→ Text section:
___

Rather euphemistically, the Explanatory Notes refer to what is proposed in this and the following clauses as “a significant step”. I suggest that the complete disapplication of all support, replaced with detention and removal, is drastic in the extreme. I cannot see how such a step could be justifiable, but for it even to be defensible would require the most robust and extensive level of proof of its necessity. I do not think that has been shown.
I am afraid I do not agree with my noble friend. These provisions are strictly limited to deal with the present emergency that we face.
As with the amendments to the other parts of the Bill, if we add exceptions, exclusions and exemptions, we will significantly undermine the efficacy of the Bill overall and the scheme will be undermined, making it unworkable. The Bill will then not deliver on its stated purpose.
Having said that, I want to touch on some of the specific amendments. However, before I do so, I will respond to the request of the noble Lord, Lord Coaker, to give an update on the economic impact assessment. At the risk of repeating myself, it remains the Government’s intention to publish the document in due course. However, I undertake to provide an update to the House before the first day of Report.
In relation to Amendment 86, put forward by my noble friend Lord Randall, I point out that for the cohort caught by the Bill—particularly those apprehended in Kent, having crossed the channel in a small boat—few will be victims of exploitation in the UK. It is important to remember that victims of modern slavery who are British citizens, or those who are in the country illegally having overstayed their visa, will not be caught by the public order disqualification. Similarly, unaccompanied children who are not to be removed under the power conferred in Clause 3 will continue to benefit from NRM support—a point raised by the noble Lord, Lord Coaker. As for others who are to be removed pursuant to the duty in Clause 2, their relocation to a safe third country will remove them from their exploiters.

___

→ Information shown:
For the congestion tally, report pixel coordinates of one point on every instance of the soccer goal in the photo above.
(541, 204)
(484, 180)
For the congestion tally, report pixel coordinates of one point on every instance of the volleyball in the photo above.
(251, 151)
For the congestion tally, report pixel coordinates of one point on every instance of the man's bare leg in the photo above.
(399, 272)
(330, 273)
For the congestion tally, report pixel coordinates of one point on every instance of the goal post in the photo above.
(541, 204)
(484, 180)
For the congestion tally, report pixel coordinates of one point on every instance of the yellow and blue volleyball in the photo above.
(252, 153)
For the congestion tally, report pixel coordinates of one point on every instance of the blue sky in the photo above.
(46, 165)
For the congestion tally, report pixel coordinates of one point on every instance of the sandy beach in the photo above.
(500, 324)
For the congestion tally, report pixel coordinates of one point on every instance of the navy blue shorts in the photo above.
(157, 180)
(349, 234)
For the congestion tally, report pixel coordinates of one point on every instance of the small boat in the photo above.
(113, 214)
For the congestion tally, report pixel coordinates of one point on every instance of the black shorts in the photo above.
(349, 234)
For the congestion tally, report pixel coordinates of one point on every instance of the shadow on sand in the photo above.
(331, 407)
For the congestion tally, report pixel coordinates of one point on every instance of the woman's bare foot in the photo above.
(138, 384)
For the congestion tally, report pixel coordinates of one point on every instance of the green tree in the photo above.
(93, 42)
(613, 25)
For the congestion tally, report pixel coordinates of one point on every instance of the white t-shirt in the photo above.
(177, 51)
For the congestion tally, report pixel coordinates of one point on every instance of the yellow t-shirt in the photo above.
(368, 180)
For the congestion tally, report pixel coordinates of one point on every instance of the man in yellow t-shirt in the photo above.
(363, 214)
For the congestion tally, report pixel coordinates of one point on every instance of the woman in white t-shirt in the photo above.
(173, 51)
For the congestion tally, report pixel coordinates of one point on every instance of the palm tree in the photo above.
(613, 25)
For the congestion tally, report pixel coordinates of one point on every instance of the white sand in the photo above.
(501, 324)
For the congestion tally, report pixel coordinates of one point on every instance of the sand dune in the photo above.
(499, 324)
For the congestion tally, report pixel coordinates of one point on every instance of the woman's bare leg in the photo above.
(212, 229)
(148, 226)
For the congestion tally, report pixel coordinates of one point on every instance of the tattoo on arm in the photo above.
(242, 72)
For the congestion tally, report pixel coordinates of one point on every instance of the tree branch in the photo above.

___

Revise the debate excerpt from "As with the" to "day of Report.", replacing "economic impact assessment" with "financial impact assessment". The records come from a different source than the debate excerpt.

As with the amendments to the other parts of the Bill, if we add exceptions, exclusions and exemptions, we will significantly undermine the efficacy of the Bill overall and the scheme will be undermined, making it unworkable. The Bill will then not deliver on its stated purpose.
Having said that, I want to touch on some of the specific amendments. However, before I do so, I will respond to the request of the noble Lord, Lord Coaker, to give an update on the financial impact assessment. At the risk of repeating myself, it remains the Government’s intention to publish the document in due course. However, I undertake to provide an update to the House before the first day of Report.